**WORK INSTRUCTIONS**
[1] Answer these questions about the blog post on weight loss.
(a) What has the writer eaten in the last 36 hours?
(b) What weight does the writer think they were back down to yesterday?
(c) What is the writer thinking of joining?
[2] Write out the blog post on weight loss from "Saturday 20 April" up to and including "therefore no post.", switching "Sunday" for "Monday".

##### SELECTED PASSAGE #####

Saturday 20 April 2013

Goodness me

Well! Long time no post! Last Sunday there was no weigh-in as I checked the scales and was too depressed to post the result. I'm sorry. I feel like I should keep honest with myself but I'm not prepared to do that at the expense of my motivation, so therefore no post.
I am in the midst of recovering from a horrific stomach bug. I started to wonder if I genuinely had some kind of eating disorder when I woke up, threw up extensively and my first thought was that I should have done more exercise the day before as I wasn't going to get any done that day. My second thought was that at least I should have lost weight with all the throwing up. Hmm. I'm not too sure what to make of this, but as the only thing I have eaten in 36 hours are high-fibre crackers, plain crisps, water and 'vitamin water' I'm sure this must have a positive effect on my weight loss. I am also choosing to view this as the silver lining to having a stomach bug - I may have had to suffer through being ill (on my day off and everything!) but there should be a positive for my pain. I also admit that I weighed myself after I was sick. Yes, that's right. And I was back down to my pre-binge weight. Oh yes. Again, I am just choosing to believe that I am someone very much entrenched in the weight loss wars and not crazy. I repeat this often to myself.....
So today is Saturday and as far as I could tell I was back down to 12.12 stone yesterday after the most horrific stomach virus ever. I'll weigh in tomorrow come hell or high water, and hopefully everything will be ok.
I'm definitely feeling like I'm back on track now and I'm even thinking of joining a gym! You heard me - joining the gym!!! I've found one that isn't too expensive so I am giving it some serious consideration. I. Will. Lose. This. Weight. If. It. Kills. Me!

##### DATA EXTRACT #####

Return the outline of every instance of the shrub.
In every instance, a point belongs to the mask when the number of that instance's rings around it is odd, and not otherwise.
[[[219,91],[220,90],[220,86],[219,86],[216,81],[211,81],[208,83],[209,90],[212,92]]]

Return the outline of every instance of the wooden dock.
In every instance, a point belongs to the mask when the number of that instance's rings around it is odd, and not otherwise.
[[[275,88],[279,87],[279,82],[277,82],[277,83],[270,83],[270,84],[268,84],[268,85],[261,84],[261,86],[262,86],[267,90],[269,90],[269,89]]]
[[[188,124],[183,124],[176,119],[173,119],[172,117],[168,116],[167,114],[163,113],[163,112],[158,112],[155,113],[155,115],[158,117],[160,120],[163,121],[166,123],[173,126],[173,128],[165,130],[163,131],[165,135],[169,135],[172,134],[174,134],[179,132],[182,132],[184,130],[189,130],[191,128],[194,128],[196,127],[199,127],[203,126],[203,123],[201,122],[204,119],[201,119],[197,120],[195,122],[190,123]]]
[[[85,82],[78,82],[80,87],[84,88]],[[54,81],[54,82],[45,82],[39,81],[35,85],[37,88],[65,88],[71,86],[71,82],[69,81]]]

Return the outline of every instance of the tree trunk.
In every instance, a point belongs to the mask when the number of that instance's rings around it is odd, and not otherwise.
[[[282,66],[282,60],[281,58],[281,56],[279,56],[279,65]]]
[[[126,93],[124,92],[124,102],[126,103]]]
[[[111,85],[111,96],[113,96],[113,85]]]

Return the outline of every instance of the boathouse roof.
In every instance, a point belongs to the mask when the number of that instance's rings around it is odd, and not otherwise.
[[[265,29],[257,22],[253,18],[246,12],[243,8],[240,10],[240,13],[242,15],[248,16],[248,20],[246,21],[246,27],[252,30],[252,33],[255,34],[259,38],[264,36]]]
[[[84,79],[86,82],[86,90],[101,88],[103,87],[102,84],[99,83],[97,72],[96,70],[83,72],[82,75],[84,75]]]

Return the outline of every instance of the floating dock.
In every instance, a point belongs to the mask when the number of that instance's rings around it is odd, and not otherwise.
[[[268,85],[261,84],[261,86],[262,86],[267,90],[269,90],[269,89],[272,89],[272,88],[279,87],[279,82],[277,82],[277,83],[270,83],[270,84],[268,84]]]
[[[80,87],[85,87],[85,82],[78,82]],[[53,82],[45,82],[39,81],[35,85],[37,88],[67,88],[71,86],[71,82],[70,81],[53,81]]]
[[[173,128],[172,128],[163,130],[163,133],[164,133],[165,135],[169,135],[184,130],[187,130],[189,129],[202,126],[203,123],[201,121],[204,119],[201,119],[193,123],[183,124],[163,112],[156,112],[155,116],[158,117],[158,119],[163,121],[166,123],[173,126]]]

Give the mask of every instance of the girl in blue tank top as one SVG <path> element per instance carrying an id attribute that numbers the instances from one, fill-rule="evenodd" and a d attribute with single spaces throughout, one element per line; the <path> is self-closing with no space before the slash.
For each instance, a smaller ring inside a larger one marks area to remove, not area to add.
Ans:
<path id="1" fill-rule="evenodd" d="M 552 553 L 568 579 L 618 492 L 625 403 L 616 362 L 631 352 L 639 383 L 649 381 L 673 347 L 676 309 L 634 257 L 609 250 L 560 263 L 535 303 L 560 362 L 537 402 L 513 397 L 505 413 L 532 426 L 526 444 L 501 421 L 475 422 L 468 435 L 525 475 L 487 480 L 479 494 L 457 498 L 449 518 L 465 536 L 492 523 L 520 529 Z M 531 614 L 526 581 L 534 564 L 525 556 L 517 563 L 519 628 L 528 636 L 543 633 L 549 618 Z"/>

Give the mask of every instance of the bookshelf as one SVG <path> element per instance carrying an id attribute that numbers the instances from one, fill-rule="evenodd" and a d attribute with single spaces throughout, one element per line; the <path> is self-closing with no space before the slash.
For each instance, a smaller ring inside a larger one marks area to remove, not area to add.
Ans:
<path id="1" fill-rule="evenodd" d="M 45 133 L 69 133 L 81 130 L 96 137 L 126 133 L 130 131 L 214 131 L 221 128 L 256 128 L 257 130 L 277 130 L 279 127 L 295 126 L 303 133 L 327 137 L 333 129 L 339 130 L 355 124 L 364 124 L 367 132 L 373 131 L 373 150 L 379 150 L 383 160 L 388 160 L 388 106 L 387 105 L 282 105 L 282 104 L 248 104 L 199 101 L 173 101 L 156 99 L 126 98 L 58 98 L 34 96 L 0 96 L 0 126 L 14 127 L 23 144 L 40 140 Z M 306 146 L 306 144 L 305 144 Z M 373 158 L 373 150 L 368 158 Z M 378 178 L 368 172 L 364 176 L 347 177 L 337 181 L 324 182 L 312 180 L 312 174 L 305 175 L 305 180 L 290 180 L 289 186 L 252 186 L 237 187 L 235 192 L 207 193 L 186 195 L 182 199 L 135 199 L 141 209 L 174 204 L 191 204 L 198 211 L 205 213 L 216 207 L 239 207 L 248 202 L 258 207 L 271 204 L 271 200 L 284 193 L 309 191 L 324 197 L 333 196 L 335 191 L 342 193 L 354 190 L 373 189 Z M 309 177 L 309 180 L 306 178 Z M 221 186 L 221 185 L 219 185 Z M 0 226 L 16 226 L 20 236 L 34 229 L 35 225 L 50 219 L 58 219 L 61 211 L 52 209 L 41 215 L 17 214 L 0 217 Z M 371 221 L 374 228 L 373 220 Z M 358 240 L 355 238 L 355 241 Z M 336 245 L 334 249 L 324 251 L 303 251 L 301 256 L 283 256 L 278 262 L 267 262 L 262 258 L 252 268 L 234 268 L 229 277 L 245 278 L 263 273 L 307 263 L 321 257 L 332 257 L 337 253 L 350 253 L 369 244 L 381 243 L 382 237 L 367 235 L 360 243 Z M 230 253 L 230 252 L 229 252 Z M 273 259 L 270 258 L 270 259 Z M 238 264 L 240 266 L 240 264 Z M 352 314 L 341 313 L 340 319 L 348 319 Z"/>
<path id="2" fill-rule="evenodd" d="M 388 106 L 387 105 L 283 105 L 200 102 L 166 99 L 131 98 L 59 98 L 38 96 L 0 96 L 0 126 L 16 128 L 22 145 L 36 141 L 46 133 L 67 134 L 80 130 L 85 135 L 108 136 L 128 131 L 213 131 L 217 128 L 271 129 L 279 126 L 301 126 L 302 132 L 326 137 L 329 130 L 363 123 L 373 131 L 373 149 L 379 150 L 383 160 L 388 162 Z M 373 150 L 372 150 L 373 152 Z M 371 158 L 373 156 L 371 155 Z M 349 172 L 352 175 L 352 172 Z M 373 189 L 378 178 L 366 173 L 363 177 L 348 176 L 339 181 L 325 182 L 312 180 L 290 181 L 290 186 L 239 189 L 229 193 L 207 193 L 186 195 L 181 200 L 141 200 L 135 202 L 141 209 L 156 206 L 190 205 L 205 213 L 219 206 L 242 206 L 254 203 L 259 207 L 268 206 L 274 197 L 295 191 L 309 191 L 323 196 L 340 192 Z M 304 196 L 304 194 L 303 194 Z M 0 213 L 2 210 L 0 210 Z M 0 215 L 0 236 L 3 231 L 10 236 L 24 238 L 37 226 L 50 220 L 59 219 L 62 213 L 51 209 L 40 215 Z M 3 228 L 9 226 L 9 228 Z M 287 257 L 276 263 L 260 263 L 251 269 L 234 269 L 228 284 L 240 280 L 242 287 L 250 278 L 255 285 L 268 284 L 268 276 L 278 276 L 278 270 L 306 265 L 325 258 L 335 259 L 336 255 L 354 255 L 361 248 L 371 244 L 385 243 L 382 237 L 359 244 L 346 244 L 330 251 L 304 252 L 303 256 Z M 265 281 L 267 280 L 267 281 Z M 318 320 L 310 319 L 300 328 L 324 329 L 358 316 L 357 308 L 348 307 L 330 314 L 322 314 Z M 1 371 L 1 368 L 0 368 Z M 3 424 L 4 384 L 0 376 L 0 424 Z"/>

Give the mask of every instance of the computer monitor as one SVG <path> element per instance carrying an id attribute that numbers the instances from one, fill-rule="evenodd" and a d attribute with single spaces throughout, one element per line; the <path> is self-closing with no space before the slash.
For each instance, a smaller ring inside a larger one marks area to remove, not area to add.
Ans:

#####

**SOLUTIONS PER TASK**
[1]
(a) High-fibre crackers, plain crisps, water and 'vitamin water'.
(b) 12.12 stone.
(c) A gym.

[2]
Saturday 20 April 2013

Goodness me

Well! Long time no post! Last Monday there was no weigh-in as I checked the scales and was too depressed to post the result. I'm sorry. I feel like I should keep honest with myself but I'm not prepared to do that at the expense of my motivation, so therefore no post.